> **WHAT YOU WILL DO**:
Write out the data once more, exactly as it reads.

> **DATASET EXTRACT**:
────

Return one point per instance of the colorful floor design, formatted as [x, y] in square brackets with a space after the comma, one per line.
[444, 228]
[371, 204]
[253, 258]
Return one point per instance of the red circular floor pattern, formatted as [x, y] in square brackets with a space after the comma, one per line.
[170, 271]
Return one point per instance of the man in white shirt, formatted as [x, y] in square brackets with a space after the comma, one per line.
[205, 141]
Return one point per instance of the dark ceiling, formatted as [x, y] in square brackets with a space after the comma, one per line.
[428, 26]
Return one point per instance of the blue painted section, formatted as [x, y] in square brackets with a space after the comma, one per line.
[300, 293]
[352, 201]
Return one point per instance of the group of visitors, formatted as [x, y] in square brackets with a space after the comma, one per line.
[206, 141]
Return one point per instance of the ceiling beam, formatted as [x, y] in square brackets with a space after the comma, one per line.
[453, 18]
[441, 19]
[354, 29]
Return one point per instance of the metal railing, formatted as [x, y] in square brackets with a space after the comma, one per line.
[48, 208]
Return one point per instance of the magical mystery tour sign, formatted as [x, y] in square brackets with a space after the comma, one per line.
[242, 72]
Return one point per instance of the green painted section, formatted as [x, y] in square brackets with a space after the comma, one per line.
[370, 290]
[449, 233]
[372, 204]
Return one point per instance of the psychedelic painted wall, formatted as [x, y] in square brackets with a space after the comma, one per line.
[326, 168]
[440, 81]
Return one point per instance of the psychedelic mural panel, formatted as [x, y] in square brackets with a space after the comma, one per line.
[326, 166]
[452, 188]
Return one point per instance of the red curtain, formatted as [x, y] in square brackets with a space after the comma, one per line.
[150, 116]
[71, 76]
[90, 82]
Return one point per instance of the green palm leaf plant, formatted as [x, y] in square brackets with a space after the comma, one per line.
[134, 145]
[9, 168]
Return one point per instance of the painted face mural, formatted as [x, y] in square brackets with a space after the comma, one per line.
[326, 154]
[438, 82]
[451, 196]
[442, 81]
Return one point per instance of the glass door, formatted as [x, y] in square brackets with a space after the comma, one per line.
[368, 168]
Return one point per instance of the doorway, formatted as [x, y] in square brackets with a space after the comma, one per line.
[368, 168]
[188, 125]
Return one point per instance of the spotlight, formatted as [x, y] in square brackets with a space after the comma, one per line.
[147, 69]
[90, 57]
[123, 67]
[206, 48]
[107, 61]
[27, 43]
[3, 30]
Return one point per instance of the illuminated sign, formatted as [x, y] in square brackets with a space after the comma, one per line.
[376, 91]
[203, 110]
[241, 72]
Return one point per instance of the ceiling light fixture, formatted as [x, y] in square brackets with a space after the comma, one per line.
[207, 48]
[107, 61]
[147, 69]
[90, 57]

────

> **RESULT OF THIS EXERCISE**:
Return one point per instance of the colorful floor design, formatted as [x, y] in square brackets with a space after the comma, one per line.
[444, 228]
[371, 204]
[253, 258]
Return one point per instance of the red circular floor pattern, formatted as [x, y] in square brackets with a space after the comma, one per line.
[170, 271]
Return one point per instance of the man in white shirt, formatted as [x, y] in square brackets with a space after the comma, one per line.
[205, 141]
Return one point per instance of the dark ceiling, formatted as [x, y] in square brackets with a space after the comma, one per line.
[428, 26]
Return one point per instance of the blue painted section, formatted as [x, y] in square brackets with a space after the comma, one per line.
[300, 293]
[352, 201]
Return one point per instance of the group of visitors, formatted as [x, y] in square brackets with a space after the comma, one per line.
[206, 141]
Return one point per instance of the ceiling beam, formatted as [x, y] in square brackets with a space after the comma, one per line.
[453, 18]
[441, 19]
[354, 29]
Return one point per instance of the metal railing, formatted as [x, y] in square brackets with a space after the comma, one per line.
[48, 208]
Return one point per instance of the magical mystery tour sign, formatted as [x, y] in square brackets with a space after the comma, one per line.
[242, 72]
Return one point per instance of the green painted section, formatted as [x, y] in square brackets with a space after the comma, one per line.
[370, 290]
[449, 233]
[372, 204]
Return one point per instance of the psychedelic painted wall, formatted as [x, y] in square brackets with a space after the comma, one per line.
[326, 168]
[440, 81]
Return one point per instance of the psychedelic mural panel, formatted as [x, y] in square brackets with a space after the comma, one per line.
[326, 166]
[452, 188]
Return one point per instance of the red curtain, formatted as [x, y] in square brackets with a space after the comma, one per line.
[150, 116]
[71, 76]
[90, 82]
Return one point per instance of the green palm leaf plant, formatted as [x, y] in square brackets with a space after the comma, one per line.
[134, 145]
[9, 168]
Return one point per instance of the painted face mural, formatted as [x, y] in square brackets with a space after the comma, one per line.
[326, 154]
[438, 82]
[451, 196]
[442, 81]
Return one point per instance of the glass door, formatted as [x, y] in square brackets with a space after the comma, one per line.
[368, 168]
Return one point per instance of the doorway, formatted as [x, y] in square brackets with a space after the comma, one per line.
[368, 168]
[188, 125]
Return one point per instance of the spotlight, formatted as [x, y] in square brackets with a space after the comma, one per line.
[147, 69]
[90, 57]
[123, 67]
[206, 48]
[107, 61]
[27, 43]
[3, 30]
Return one point per instance of the illuminated sign, formatted as [x, y] in square brackets with a space after the comma, one per line.
[376, 91]
[203, 110]
[241, 72]
Return one point per instance of the ceiling light fixture, formatted as [x, y] in square brackets with a space after the comma, one per line.
[207, 48]
[107, 61]
[147, 69]
[90, 57]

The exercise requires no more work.